__PAGE__:
****************************************
Plus – this is the part where his mind is racing – he’s thinking, “Well, if I’m completely exhausted when I get there at 4pm, I’ll just be more, you know, vulnerable to the effects of the AMT,” which is cool because the last thing you want to resist is the onset of the most pleasurable drug in the entire universe, excepting of course IV-administered Fentanyl, which is not something you get to do all that often. 4:15 in the morning, wonder what the day’s going to be like. Already thinking about how much it’s going to suck to snort that AMT later. Yesterday was a big fat holiday; today will be like a snow day at work; nobody’s even going to be there, everyone still on vacation, and he’ll just sit around and ruminate. 5:15 in the morning, still ruminating, and it’s not all that. 6:15 in the morning, turning slowly in bed like a turkey spinning on a spit, and then FINALLY the alarm goes off at 7am.

The timing works out perfectly to get a shower, get dressed, get coffee, and get to work in the span of exactly one hour. One blessed hour; by 8am, the countdown will really have started. In a daze in front of the mirror trying to shave – it’s amazing how little of the conscious mind actually needs to be present to manipulate very sharp objects near your own throat. Today’s the day his typical double short is going to be a motherfucking quad shot. That’s right, four, count them, four precious shots of life-giving caffeinated goodness. 8:40, in the car, the music as loud as tolerable so that the brain doesn’t choose right this second to reverse the decision about all that insomnia. 8:50, pull right up in front of the coffee shop near work.

What the fuck?
****************************************
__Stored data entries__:
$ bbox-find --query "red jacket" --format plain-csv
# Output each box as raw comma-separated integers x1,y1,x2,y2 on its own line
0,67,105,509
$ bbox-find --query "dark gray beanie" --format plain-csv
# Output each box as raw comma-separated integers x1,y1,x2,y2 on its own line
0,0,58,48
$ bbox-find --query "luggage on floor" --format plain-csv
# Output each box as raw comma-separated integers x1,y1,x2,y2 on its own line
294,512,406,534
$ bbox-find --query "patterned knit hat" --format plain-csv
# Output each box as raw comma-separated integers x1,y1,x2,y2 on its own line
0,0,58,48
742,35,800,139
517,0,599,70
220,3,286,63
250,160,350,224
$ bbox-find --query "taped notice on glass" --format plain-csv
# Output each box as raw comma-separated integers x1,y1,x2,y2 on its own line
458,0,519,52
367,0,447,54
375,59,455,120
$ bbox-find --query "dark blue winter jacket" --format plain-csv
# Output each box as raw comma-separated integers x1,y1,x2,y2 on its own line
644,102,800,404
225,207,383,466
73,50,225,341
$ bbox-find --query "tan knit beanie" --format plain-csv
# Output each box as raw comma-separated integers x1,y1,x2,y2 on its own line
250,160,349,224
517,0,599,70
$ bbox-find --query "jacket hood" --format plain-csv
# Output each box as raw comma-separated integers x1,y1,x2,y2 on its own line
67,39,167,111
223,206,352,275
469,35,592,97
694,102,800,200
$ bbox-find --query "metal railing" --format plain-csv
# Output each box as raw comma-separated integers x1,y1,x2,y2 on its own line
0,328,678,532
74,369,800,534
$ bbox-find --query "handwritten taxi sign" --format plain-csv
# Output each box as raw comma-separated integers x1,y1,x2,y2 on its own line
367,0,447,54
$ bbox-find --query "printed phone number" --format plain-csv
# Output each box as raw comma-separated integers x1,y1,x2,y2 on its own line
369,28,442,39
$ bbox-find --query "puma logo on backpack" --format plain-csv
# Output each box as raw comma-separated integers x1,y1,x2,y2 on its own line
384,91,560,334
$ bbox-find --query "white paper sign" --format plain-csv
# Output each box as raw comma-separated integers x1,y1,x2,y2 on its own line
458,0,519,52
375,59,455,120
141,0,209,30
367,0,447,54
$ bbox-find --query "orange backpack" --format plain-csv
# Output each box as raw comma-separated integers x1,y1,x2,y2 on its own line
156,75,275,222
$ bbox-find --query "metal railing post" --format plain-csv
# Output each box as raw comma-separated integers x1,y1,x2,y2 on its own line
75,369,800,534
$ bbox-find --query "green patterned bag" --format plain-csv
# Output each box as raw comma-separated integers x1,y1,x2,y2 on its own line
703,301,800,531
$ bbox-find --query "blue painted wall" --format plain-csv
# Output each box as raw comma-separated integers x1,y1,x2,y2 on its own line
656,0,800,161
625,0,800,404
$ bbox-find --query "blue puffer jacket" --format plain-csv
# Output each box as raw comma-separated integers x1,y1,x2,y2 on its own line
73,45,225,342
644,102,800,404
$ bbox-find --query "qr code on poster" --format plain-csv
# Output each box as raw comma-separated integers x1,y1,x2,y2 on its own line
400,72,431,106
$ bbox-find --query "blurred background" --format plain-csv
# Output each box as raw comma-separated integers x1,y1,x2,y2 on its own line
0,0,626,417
****************************************
__PROBLEM SET__:
1 > From the passage about the sleepless morning, set down the words starting at "The timing works" and ending at "What the fuck?".
2 > Using the passage about the sleepless morning, decide whether each statement agrees with it, answering yes or no and quoting the deciding words: (a) The alarm goes off at 7am. (b) The usual coffee order is a triple shot. (c) At 8:50 the car pulls up in front of a coffee shop near work.

__EXPECTED RESPONSES__:
1 >
The timing works out perfectly to get a shower, get dressed, get coffee, and get to work in the span of exactly one hour. One blessed hour; by 8am, the countdown will really have started. In a daze in front of the mirror trying to shave – it’s amazing how little of the conscious mind actually needs to be present to manipulate very sharp objects near your own throat. Today’s the day his typical double short is going to be a motherfucking quad shot. That’s right, four, count them, four precious shots of life-giving caffeinated goodness. 8:40, in the car, the music as loud as tolerable so that the brain doesn’t choose right this second to reverse the decision about all that insomnia. 8:50, pull right up in front of the coffee shop near work.

What the fuck?

2 >
(a) Yes: "FINALLY the alarm goes off at 7am."
(b) No: "his typical double short"
(c) Yes: "8:50, pull right up in front of the coffee shop near work."